YOUR GOAL
The answer is a single number: the count of lines in the records below that contain the word "each".
### EXCERPTED RECORDS
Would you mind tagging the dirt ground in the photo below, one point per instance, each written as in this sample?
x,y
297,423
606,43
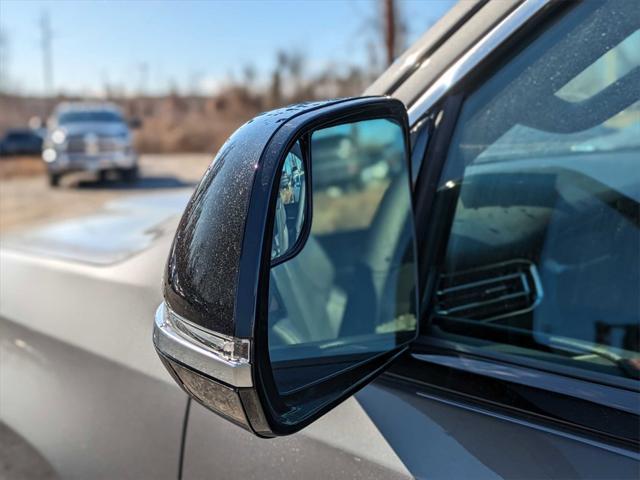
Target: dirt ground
x,y
26,199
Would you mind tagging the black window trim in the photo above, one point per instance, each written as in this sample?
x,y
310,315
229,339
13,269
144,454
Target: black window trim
x,y
592,384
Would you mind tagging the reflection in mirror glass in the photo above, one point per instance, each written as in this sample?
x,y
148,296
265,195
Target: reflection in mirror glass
x,y
349,294
290,204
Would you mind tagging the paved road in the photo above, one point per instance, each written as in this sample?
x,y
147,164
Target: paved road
x,y
28,200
######
ANSWER SECTION
4